— BEGIN Entries supplied —

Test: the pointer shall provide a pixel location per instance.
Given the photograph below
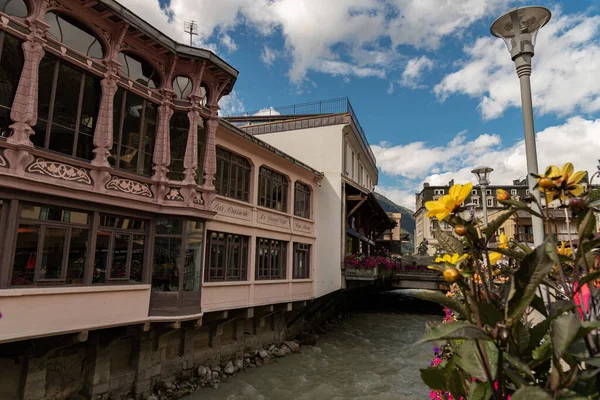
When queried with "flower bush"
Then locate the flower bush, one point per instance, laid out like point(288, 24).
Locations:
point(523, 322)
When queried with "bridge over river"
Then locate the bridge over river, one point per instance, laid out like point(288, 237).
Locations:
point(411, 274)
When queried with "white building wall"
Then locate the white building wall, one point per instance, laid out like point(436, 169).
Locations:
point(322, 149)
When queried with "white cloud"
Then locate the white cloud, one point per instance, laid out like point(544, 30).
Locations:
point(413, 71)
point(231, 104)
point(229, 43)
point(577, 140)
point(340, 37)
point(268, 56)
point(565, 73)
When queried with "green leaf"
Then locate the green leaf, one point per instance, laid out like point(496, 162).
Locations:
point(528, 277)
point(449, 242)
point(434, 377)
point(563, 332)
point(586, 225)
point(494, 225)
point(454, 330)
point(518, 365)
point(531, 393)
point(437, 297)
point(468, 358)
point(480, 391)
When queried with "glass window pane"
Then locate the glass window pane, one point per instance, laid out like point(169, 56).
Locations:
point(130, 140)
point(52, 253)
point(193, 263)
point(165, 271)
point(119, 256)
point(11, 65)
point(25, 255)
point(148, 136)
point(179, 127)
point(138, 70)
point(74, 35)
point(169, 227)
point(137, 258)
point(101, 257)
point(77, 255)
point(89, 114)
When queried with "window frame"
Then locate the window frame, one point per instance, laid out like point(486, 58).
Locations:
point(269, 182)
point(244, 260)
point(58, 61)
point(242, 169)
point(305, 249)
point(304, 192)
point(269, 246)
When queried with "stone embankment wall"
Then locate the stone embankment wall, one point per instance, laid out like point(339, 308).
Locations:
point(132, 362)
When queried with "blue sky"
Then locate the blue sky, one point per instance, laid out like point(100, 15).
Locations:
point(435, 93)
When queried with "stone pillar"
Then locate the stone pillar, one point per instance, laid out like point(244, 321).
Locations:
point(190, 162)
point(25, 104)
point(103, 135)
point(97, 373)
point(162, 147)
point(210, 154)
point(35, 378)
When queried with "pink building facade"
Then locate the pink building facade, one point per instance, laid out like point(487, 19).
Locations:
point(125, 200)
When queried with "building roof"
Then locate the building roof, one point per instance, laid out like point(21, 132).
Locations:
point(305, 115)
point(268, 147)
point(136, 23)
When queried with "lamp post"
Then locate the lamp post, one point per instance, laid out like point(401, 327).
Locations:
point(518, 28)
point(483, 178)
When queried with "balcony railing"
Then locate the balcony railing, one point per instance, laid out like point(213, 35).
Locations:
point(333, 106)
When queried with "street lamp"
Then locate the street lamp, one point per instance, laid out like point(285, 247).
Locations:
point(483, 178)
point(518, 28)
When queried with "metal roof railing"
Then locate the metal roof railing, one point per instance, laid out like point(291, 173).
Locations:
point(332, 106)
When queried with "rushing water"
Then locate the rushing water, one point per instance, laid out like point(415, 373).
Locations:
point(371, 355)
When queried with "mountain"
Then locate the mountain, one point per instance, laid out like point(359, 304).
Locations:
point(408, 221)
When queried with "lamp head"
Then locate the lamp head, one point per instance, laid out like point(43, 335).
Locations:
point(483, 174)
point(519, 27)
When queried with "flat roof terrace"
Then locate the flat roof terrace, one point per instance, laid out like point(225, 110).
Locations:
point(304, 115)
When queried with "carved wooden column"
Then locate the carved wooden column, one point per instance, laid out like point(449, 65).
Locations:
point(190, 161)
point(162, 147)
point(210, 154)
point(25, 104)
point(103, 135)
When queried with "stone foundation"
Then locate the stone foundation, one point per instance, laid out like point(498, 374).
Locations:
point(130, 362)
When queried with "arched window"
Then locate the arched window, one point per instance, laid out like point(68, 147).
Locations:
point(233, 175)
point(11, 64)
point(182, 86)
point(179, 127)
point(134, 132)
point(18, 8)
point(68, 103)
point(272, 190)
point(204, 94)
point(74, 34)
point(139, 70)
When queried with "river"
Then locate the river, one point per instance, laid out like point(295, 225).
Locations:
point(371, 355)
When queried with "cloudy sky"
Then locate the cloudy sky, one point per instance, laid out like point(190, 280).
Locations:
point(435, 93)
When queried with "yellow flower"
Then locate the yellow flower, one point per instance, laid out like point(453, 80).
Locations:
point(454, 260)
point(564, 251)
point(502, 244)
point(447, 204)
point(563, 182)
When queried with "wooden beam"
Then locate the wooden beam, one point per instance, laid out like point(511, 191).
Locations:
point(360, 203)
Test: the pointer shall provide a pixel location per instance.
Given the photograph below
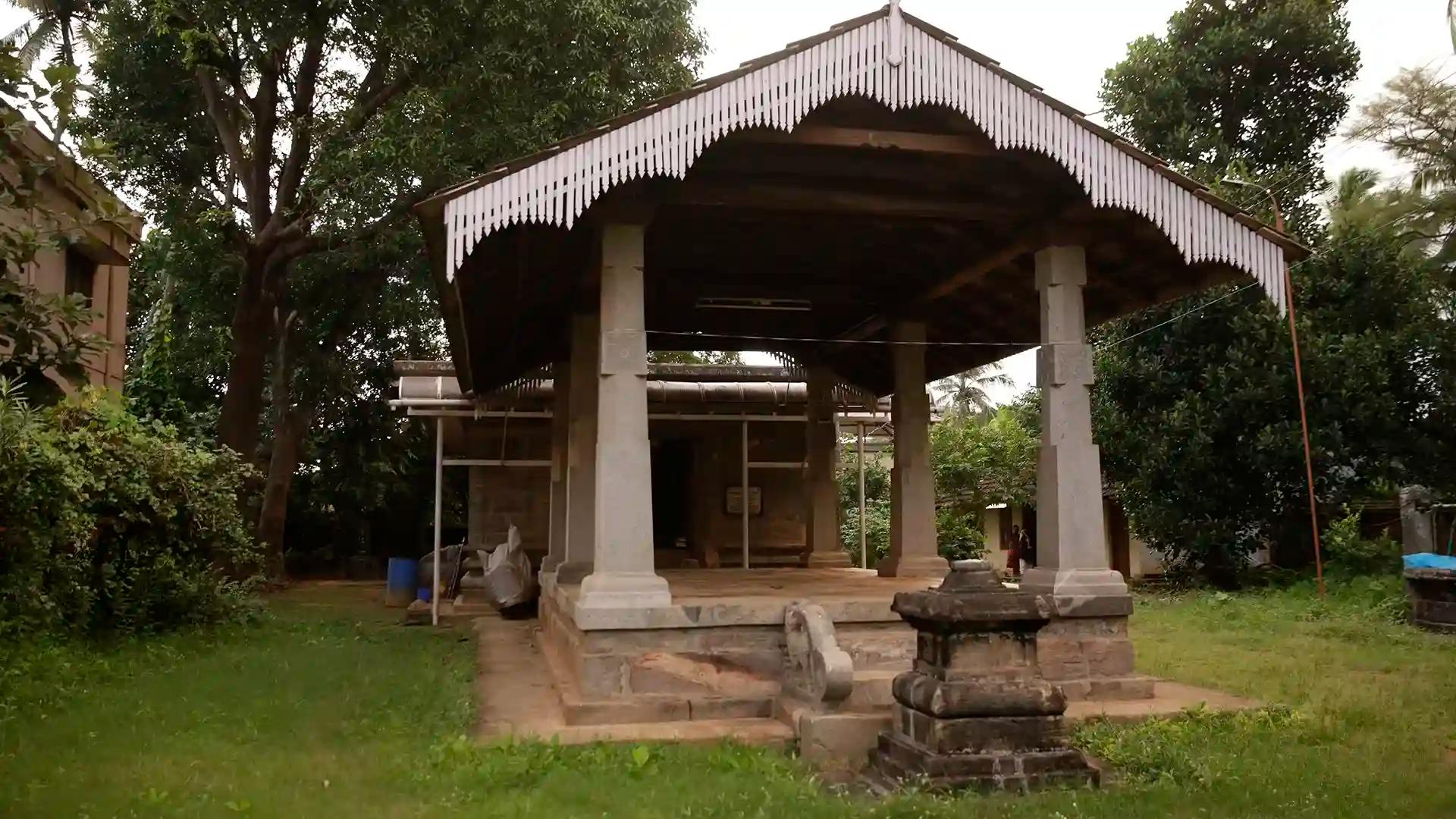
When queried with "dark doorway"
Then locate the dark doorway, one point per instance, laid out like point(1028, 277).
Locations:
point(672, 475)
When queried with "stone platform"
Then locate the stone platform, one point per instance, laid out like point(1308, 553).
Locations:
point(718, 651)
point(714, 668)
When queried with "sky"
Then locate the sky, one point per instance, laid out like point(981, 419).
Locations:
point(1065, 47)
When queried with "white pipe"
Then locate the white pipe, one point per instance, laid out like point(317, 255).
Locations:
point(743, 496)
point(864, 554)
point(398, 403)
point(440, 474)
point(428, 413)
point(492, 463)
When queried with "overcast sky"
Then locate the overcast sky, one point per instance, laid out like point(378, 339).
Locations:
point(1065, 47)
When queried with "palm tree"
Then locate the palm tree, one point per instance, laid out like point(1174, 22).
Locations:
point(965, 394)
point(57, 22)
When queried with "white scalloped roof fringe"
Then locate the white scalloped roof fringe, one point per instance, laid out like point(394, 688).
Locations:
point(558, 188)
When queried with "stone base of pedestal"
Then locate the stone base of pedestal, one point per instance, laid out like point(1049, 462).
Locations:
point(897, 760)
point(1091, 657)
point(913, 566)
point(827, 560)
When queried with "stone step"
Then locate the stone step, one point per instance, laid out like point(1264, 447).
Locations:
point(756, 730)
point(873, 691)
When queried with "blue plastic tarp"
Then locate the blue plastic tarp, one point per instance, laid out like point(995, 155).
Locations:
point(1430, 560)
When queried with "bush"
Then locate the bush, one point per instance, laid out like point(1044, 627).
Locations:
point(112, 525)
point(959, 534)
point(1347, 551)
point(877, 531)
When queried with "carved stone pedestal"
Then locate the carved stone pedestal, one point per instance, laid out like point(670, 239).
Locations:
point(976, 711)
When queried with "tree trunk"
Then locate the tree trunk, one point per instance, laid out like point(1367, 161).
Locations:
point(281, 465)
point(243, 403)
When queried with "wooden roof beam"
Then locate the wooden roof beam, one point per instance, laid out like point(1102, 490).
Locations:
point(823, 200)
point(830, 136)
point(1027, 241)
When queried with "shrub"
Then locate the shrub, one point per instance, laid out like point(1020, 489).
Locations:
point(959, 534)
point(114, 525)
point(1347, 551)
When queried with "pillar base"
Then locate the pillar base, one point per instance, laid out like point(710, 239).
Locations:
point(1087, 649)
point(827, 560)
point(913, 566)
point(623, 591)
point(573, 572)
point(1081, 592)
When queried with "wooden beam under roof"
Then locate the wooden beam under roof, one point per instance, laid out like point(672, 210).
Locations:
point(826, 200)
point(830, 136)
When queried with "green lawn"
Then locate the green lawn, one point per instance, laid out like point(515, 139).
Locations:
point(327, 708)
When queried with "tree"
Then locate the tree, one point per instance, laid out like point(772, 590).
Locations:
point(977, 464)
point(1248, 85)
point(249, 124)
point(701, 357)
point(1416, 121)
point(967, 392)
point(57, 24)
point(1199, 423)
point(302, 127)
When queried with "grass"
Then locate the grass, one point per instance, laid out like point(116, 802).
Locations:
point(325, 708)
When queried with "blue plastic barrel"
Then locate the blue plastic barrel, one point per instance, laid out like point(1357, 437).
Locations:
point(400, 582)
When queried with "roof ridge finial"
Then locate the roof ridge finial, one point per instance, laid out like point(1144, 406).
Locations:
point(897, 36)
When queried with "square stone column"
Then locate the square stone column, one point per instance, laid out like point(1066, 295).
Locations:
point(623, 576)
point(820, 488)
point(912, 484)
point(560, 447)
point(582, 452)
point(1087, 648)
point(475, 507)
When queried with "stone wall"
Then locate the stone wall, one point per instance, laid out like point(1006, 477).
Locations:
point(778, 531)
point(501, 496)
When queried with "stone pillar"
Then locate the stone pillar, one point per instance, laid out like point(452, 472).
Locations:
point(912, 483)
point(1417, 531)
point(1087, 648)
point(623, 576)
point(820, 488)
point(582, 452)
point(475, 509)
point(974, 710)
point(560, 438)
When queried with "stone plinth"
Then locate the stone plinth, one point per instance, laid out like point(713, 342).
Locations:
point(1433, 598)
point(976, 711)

— END Entries supplied —

▶ Aim of the exercise
Copy out the items above word for word, from their first line through the line containing "point(480, 391)", including both of those lines. Leave out the pictures.

▶ Answer
Test: the pointer shall provide a pixel location per instance.
Given the photograph below
When queried with "flower bush"
Then locate the flower bush, one point per instance, laid out like point(288, 24).
Locations:
point(523, 322)
When queried with "bridge over river"
Then locate the bridge over river, one point per instance, laid out like point(288, 237).
Locations:
point(411, 274)
When queried with "white building wall"
Then locate the white building wall, one point per instance, laid out like point(436, 169).
Locations:
point(322, 149)
When queried with "white cloud"
Then locate the white cloud, one point per instance, laid out like point(544, 30).
Locations:
point(413, 71)
point(231, 104)
point(229, 43)
point(577, 140)
point(340, 37)
point(268, 56)
point(565, 73)
When queried with "green leaf"
Then locate the green leaf, one point per instance, laid out like point(496, 162).
Locations:
point(528, 277)
point(449, 242)
point(434, 377)
point(563, 332)
point(586, 225)
point(494, 225)
point(454, 330)
point(518, 365)
point(531, 393)
point(437, 297)
point(468, 358)
point(480, 391)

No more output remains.